= Beginning of Section =

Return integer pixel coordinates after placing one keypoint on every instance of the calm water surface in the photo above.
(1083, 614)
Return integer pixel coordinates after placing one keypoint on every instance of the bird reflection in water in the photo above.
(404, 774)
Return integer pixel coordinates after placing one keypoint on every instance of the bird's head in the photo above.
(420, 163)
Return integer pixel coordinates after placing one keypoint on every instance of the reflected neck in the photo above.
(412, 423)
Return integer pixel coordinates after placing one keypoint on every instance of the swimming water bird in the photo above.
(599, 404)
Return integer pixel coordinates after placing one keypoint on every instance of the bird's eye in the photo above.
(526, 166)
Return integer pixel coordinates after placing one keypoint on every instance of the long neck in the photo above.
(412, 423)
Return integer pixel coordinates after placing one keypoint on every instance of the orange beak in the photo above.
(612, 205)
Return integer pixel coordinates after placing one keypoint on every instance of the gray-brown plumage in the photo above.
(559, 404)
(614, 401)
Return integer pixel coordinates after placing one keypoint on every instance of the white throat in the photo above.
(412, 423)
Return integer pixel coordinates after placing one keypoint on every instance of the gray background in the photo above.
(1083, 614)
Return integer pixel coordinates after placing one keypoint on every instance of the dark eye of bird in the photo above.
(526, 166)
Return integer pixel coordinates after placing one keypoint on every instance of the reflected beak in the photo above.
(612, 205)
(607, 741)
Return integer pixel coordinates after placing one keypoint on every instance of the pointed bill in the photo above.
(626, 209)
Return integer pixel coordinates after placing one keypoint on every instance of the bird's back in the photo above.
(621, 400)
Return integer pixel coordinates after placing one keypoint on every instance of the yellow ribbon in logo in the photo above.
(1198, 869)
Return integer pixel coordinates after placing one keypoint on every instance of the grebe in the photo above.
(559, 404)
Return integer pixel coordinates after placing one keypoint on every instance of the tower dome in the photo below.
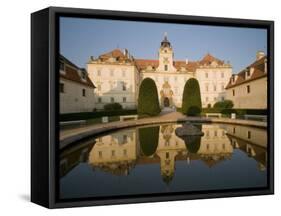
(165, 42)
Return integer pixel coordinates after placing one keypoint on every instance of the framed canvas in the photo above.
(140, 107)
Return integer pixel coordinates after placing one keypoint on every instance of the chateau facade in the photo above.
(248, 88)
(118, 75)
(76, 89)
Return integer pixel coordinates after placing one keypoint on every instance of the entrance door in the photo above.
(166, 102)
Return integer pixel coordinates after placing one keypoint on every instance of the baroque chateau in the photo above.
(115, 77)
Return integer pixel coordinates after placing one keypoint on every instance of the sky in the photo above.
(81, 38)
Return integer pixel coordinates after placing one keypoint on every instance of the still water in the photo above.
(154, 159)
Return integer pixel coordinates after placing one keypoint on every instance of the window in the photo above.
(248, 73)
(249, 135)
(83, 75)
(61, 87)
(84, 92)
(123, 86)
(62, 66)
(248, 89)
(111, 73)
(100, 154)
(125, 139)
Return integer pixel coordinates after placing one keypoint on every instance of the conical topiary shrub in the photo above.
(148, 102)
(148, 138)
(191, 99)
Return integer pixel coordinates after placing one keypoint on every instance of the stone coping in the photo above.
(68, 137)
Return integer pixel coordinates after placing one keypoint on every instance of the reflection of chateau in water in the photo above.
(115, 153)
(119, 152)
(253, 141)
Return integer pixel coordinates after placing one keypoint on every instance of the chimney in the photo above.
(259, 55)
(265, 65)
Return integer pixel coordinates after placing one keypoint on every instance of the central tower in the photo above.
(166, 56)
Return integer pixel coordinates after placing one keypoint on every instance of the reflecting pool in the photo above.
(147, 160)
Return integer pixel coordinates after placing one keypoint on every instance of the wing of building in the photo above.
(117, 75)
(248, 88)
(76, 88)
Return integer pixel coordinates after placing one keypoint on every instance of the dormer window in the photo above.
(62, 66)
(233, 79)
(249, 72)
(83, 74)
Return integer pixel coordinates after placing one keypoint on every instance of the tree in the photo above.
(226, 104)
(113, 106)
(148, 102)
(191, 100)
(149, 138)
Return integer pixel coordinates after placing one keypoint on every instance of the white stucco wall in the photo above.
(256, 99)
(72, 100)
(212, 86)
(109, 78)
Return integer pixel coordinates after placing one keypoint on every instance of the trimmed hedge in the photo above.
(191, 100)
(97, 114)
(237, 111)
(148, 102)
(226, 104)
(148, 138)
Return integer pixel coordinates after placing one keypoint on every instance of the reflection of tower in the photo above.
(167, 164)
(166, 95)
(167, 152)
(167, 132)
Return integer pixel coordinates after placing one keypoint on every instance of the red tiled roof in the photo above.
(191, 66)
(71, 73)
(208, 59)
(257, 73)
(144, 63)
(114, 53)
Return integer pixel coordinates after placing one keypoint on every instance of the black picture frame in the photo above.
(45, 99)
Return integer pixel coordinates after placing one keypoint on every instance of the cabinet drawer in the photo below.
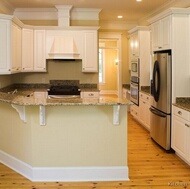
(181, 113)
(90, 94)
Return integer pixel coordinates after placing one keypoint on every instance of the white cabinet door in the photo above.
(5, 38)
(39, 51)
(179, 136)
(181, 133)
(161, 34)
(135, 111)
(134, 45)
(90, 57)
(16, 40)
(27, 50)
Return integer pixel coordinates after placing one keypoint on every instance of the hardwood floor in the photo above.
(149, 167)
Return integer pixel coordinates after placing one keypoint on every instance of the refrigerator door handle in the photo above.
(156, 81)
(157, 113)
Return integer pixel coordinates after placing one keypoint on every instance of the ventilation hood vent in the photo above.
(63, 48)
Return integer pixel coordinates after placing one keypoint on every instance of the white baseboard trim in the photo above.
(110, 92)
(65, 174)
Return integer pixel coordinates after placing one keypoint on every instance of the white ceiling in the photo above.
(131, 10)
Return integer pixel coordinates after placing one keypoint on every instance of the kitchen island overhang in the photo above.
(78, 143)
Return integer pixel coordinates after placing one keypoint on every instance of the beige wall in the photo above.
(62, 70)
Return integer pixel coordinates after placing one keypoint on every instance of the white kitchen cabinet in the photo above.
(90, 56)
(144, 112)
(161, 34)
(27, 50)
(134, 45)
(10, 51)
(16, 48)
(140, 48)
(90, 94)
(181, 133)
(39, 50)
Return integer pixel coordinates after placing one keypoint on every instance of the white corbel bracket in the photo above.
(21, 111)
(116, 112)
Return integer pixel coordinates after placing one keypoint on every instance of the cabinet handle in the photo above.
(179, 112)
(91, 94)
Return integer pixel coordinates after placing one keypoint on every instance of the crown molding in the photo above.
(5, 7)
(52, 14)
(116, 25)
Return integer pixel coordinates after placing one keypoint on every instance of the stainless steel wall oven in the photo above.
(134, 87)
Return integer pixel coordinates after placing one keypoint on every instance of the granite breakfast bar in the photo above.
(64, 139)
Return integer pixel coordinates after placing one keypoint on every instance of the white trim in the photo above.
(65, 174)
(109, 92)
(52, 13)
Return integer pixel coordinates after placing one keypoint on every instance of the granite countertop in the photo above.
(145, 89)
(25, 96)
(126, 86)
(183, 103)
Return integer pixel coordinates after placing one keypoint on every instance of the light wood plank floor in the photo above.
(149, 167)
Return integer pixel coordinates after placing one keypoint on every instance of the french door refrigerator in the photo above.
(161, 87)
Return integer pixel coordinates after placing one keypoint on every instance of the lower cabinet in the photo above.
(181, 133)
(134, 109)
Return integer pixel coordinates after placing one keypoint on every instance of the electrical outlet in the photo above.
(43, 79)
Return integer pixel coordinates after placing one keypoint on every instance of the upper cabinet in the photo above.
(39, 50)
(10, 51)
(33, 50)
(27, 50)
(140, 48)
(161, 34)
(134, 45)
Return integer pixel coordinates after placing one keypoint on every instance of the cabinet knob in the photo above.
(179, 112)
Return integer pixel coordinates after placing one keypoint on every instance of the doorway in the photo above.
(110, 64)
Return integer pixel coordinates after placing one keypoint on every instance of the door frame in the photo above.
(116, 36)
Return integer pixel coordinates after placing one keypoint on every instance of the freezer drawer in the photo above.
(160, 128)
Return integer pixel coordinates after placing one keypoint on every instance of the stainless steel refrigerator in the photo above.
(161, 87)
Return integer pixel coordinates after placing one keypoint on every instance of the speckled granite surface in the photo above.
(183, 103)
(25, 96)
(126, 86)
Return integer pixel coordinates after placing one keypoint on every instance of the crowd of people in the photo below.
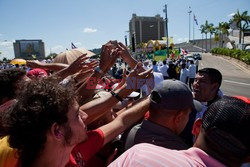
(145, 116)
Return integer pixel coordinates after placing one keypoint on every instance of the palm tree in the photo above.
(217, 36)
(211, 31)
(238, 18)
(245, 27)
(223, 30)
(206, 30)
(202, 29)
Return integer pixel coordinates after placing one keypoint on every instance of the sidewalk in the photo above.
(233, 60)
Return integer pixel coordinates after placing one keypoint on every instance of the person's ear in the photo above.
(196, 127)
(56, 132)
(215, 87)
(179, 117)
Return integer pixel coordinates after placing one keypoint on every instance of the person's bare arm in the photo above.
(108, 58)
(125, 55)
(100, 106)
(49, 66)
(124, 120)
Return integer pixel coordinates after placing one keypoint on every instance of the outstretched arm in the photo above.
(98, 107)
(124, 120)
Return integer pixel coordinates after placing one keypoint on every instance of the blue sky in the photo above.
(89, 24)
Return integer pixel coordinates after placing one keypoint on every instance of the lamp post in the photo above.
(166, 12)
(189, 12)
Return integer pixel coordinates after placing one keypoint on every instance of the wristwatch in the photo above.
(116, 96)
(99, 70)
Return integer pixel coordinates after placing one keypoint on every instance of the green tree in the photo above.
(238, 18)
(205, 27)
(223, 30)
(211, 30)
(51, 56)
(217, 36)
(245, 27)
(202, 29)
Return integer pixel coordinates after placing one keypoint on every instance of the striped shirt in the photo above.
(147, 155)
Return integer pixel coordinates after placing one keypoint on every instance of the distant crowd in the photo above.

= End of Section =
= Beginning of Section =

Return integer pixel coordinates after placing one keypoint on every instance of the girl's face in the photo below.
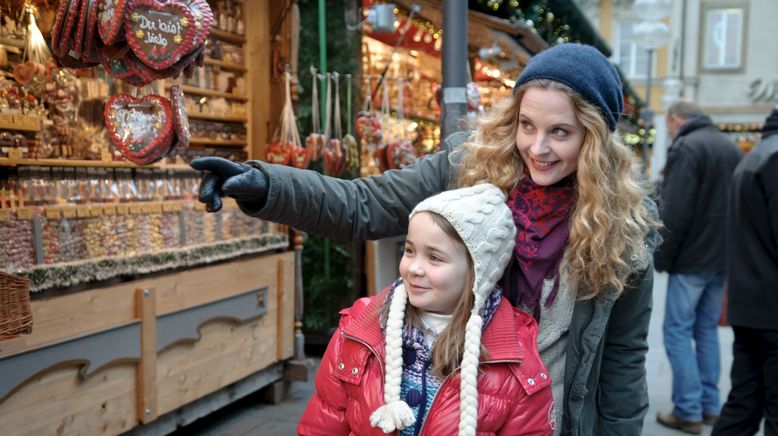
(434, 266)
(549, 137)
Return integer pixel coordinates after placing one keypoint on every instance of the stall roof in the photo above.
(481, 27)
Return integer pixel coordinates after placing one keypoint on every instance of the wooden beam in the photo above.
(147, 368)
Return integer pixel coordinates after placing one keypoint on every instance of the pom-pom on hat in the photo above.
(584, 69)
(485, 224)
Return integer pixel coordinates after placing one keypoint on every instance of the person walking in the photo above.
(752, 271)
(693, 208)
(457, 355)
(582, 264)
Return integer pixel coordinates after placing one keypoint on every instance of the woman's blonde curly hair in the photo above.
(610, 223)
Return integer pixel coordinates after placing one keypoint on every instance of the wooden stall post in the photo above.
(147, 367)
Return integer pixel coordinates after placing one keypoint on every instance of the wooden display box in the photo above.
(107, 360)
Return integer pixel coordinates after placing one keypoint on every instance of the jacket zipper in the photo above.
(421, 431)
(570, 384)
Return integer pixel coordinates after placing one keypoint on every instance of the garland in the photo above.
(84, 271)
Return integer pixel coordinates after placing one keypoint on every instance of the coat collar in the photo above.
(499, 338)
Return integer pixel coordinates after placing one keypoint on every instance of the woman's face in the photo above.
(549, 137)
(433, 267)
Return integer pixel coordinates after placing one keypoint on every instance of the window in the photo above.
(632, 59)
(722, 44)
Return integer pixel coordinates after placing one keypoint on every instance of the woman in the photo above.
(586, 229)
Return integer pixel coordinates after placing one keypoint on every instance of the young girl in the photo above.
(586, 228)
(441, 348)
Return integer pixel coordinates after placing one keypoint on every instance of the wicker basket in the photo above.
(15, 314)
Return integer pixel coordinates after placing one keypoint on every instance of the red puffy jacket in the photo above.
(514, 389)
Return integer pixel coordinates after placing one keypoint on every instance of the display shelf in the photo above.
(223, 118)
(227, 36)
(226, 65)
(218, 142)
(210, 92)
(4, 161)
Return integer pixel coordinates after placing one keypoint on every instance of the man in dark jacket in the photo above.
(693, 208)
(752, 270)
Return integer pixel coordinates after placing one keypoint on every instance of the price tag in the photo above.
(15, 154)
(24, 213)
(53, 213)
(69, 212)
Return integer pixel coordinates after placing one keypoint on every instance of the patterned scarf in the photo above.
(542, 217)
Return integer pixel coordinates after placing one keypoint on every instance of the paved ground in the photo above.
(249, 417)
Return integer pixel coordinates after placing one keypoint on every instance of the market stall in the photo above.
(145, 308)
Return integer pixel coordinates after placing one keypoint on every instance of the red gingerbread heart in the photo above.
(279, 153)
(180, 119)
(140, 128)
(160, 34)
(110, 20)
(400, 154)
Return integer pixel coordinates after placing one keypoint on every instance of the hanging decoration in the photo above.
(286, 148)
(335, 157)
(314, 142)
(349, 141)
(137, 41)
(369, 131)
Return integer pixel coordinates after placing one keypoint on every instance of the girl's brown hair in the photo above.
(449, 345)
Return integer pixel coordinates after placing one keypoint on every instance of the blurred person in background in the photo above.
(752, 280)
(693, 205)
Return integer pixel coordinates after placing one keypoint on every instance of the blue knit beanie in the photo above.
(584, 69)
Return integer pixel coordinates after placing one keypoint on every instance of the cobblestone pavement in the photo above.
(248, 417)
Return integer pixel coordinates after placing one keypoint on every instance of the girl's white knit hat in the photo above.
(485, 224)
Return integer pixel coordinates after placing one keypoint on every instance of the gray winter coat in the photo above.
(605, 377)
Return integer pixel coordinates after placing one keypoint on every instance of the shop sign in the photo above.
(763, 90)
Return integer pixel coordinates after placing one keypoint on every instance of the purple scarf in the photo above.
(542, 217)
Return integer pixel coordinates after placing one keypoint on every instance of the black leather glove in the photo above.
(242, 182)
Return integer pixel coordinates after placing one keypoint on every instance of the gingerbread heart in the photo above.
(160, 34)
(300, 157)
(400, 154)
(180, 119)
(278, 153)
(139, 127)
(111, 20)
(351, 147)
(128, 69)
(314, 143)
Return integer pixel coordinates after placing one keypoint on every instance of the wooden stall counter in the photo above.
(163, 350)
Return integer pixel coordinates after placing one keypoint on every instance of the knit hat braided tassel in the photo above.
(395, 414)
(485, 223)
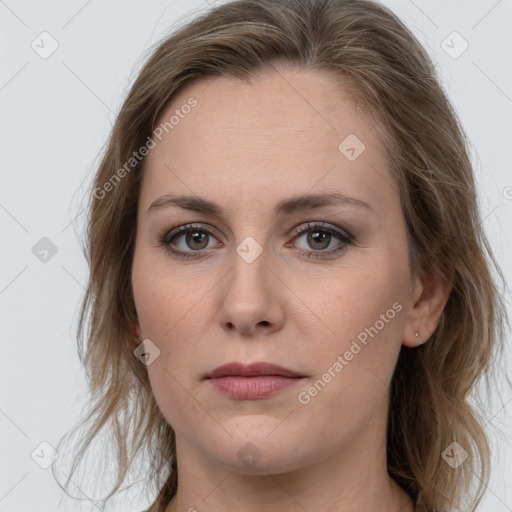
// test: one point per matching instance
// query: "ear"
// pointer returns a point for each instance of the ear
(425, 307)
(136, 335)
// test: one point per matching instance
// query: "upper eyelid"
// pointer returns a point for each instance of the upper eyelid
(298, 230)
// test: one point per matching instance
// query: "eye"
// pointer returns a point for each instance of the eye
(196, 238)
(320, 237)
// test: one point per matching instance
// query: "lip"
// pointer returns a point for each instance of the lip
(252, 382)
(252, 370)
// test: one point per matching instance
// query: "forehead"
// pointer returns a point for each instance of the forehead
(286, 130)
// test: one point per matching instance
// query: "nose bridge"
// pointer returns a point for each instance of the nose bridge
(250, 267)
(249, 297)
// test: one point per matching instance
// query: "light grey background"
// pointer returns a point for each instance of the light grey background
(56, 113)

= End of Section =

-- Your objective --
Across the entries above, how many lines carry the word "query"? Write only the number.

-- Answer section --
7